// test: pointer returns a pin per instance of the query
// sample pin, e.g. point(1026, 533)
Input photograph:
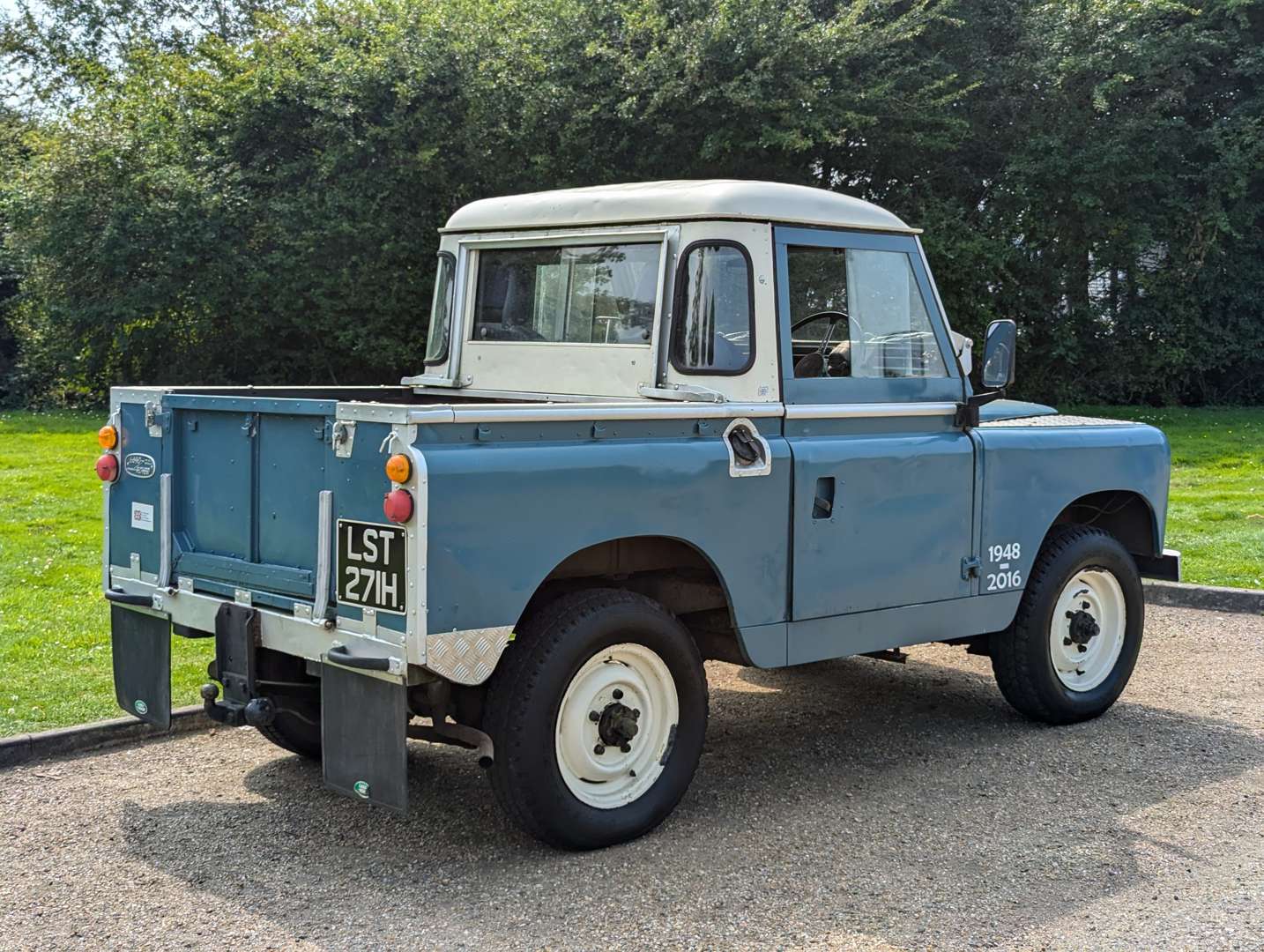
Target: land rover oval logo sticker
point(139, 465)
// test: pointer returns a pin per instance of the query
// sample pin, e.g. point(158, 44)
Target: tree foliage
point(249, 192)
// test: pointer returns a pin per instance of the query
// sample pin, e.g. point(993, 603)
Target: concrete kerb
point(26, 747)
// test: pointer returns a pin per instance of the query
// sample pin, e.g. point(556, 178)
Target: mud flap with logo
point(140, 645)
point(363, 736)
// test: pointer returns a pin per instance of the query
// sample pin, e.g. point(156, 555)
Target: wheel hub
point(617, 725)
point(1082, 628)
point(1087, 628)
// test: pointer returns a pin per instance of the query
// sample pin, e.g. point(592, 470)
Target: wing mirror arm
point(967, 413)
point(998, 373)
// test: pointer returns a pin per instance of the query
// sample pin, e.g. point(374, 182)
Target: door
point(884, 482)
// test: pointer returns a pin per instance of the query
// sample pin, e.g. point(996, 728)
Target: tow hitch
point(236, 636)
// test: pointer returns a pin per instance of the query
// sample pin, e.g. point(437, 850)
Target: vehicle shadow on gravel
point(844, 798)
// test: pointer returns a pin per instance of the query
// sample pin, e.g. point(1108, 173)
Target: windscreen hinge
point(680, 390)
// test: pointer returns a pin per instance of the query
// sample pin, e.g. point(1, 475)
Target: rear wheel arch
point(674, 572)
point(1124, 514)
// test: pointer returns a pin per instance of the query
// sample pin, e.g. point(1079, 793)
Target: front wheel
point(598, 712)
point(1077, 632)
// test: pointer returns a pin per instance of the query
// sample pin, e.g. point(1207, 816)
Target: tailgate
point(245, 477)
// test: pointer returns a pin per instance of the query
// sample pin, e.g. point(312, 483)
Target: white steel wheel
point(1087, 629)
point(616, 724)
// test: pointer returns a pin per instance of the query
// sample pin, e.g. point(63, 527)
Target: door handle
point(823, 502)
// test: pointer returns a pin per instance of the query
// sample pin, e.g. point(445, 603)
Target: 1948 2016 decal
point(370, 565)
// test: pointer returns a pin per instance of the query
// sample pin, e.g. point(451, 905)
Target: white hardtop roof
point(674, 201)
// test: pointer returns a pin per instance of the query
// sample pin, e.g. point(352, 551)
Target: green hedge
point(256, 201)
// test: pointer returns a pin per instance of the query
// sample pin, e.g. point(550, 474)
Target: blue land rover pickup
point(654, 424)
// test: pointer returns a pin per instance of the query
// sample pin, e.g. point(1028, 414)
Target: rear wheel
point(598, 712)
point(1077, 632)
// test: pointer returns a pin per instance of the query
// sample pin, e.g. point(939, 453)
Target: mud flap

**Stated exercise:** Can you return all of the rows above word for word, leaving out any pictures?

**Result:**
// test: pointer returns a pin per instance of the query
// sample pin, e.g. point(1026, 533)
Input photograph:
Target: land rover oval logo sticker
point(139, 465)
// test: pointer returns a pin per instance of the query
// sample pin, e.g. point(158, 44)
Target: tree foliage
point(249, 192)
// test: pointer returns a pin per instance of the query
// sample pin, e.g. point(993, 603)
Target: concrete kerb
point(26, 747)
// test: pointer returns a pin per instance of the query
// sample pin, e.g. point(556, 178)
Target: mud flap with logo
point(140, 645)
point(363, 736)
// test: pointer returns a pin per instance of the query
// sample pin, e.g. point(156, 555)
Target: wheel hub
point(617, 725)
point(1082, 628)
point(1087, 628)
// test: pointer returns a pin per instance of the query
// sample pin, e.g. point(592, 470)
Target: wing mirror arm
point(967, 413)
point(998, 373)
// test: pointer returns a pin per instance of the query
// sample pin, e.g. point(374, 182)
Target: door
point(884, 482)
// test: pointer returns a pin per instance of the query
// sample pin, e.g. point(996, 728)
Target: tow hitch
point(236, 636)
// test: pointer returns a pin per instance of the query
// sample pin, e.g. point(437, 850)
Target: vehicle shadow on gravel
point(844, 798)
// test: pointer returns a pin per instance of the query
// sample pin, e.g. point(1108, 173)
Target: windscreen hinge
point(680, 390)
// test: pointer returns a pin per instance of the query
// sample pin, e.g. point(1, 475)
Target: rear wheel arch
point(674, 572)
point(1124, 514)
// test: pointer returns a pin per instance of the query
// sample pin, e.g. point(1079, 793)
Target: front wheel
point(598, 712)
point(1077, 632)
// test: pointer returns a pin per instance of the query
// sample pin, e.g. point(1207, 816)
Target: tailgate
point(245, 477)
// test: pointer returns a pin per instance of the query
// sample pin, e.g. point(312, 483)
Target: white steel wheel
point(1087, 629)
point(616, 724)
// test: pointer returns a pin per instance of the query
// sample pin, e.g. point(63, 527)
Target: door handle
point(823, 502)
// test: pointer returns a pin per instance of the query
// sample pin, e.g. point(445, 603)
Target: 1948 2016 decal
point(370, 565)
// test: pointer returns a pin per instance of the query
// sample pin, e.g. point(451, 905)
Target: white hardtop roof
point(674, 201)
// test: pointer returns a pin per instance of the query
// sample pin, e.g. point(352, 551)
Target: green hedge
point(256, 201)
// test: pointer returns a pin per instance of the query
// sample pin, e.g. point(550, 474)
Target: blue land rover pickup
point(654, 424)
// test: pointer returns a pin per instance of the query
// sample pin, e.g. point(1028, 414)
Target: rear wheel
point(598, 712)
point(1077, 632)
// test: pointer returns a pin per instance of the query
// sample pin, e.g. point(939, 453)
Target: mud flap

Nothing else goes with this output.